**Set of tasks**
1. Please list the full names of all five witnesses who testified, as given in the drug-pricing hearing article.
2. Using the drug-pricing hearing article, decide whether each statement agrees with it. Answer yes or no and quote the words that settle it. (a) Tillis says he has been there for 10 years. (b) Three of the five witnesses said the patent system is working. (c) Graham blamed other countries that subsidize drugs.
3. Pick up the drug-pricing hearing article after its last sentence and keep writing it.

Tillis Tells Judiciary Committee That Hyper-Focus on Patents Has Led to Lack of Progress on Drug Pricing
“I’ve been here for 10 years and the substance of this hearing is not materially different than the substance of hearings that I had in my first Congress here.” – Senator Thom Tillis (R-NC)
The full Senate Judiciary Committee met today to discuss ways to make U.S. prescription drugs more affordable, with a focus on the role patents play in high drug prices. Three of the five witnesses who testified pushed for various legislative and agency actions they claimed would help, while two of the witnesses said the patent system is working and that major changes like the ones proposed would gravely hinder incentives for innovation.
Professor Adam Mossoff of the Antonin Scalia Law School, George Mason University and Jocelyn Ulrich, Vice President, Policy & Research for PhRMA, were the two pro-patent witnesses on the panel. William Feldman, Associate Physician, Division of Pulmonary and Critical Care Medicine at Brigham and Women’s Hospital; Professor Arti Rai, Elvin R. Latty Distinguished Professor of Law at Duke Law; and David Mitchell, President and Founder of Patients for Affordable Drugs, all argued from different perspectives that patent abuses are the key reason Americans pay more than four times those in other economically comparable countries for the same drugs.


The issue of drug pricing is a largely bipartisan one, though Republicans and Democrats often blame different factors for the problem. Committee Ranking Member Lindsey Graham (R-SC) agreed that patent “abuses” such as patenting minor improvements and delaying generic entry into the market need to be curbed, but also blamed other countries that subsidize drugs for putting the financial burden on U.S. consumers for R&D done by U.S. companies. “What I don’t want to do is kill the goose that laid the golden egg,” Graham said. “The goal is to enhance medical science and deal with sheer greed. I want you to make a profit but the idea of playing games with patents needs to stop.”

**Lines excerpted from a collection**
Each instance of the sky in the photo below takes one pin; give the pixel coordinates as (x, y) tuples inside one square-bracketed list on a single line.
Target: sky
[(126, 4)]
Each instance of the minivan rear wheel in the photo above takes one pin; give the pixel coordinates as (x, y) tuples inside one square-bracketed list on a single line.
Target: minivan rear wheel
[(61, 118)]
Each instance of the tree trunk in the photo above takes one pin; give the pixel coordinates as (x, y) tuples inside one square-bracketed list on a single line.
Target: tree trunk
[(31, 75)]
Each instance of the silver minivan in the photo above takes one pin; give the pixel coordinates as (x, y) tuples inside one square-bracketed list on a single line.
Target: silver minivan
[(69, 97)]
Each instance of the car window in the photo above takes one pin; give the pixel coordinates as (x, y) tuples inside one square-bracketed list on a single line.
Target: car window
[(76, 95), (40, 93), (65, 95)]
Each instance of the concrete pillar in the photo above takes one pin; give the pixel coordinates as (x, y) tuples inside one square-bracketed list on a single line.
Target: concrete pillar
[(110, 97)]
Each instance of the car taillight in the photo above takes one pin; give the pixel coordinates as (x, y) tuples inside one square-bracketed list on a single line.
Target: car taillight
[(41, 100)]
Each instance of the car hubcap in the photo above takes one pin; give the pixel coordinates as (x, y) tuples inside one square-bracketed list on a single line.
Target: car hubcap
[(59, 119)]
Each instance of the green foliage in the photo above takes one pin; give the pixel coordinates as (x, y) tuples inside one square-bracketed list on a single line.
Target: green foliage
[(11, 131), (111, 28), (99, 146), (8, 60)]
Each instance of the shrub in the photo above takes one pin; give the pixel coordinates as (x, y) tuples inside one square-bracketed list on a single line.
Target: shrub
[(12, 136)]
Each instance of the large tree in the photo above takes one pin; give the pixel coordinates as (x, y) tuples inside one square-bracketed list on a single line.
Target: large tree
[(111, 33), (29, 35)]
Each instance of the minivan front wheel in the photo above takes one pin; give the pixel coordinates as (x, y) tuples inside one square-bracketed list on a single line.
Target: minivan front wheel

**Responses**
1. Adam Mossoff, Jocelyn Ulrich, William Feldman, Arti Rai, David Mitchell

2.
(a) Yes: "I’ve been here for 10 years"
(b) No: "two of the witnesses said the patent system is working"
(c) Yes: "also blamed other countries that subsidize drugs"

3.
Rai also proposed ensuring the “continued vitality” of the USPTO’s Patent Trial and Appeal Board (PTAB). “The PTAB is doing an excellent job,” Rai said. “Keep up the good work.”

Mossoff also explained that the statistics cited by Durbin on NIH’s role in the R&D process are misleading. As of 2018, Mossoff said, private companies invested $129 billion in private R&D funding, “which dwarfs the $40 billion or so by NIH.” One 2021 study showed that the 23,200 grants by NIH in the year 2000 were linked to just 18 FDA approved meds by 2020. “NIH funds very far upstream initial research and then once the university researchers figure out it’s important, they get a patent, the university licenses it to a biotech company… and that’s what accounts for the $2.6 billion on average that goes into drug development and ultimately leads to an FDA-approved drug in the marketplace,” Mossoff said.

Representing the biopharmaceutical industry was Ulrich, who called the IP system for pharmaceutical patents “a resounding success,” with over $100 billion every year spent on research, which far outpaces NIH. Fewer than 12% of the therapies researched make it to clinical trials.
Ulrich pointed to significant progress on some of the most costly and challenging diseases, such as cancer, where death rates have declined by 33%, Sickle cell anemia, Leukemia, and AIDS and HIV.

Late in the hearing Senator Chris Coons (D-DE) chimed in to point out that the patent system applies to more than just pharmaceutical inventions and said he hopes the changes being considered do not harm the foundation of the patent system. “The core issue I had with NIST’s proposal is it applies to everything,” Coons said. “So every inventor is open to the federal government coming in if the price is too high.”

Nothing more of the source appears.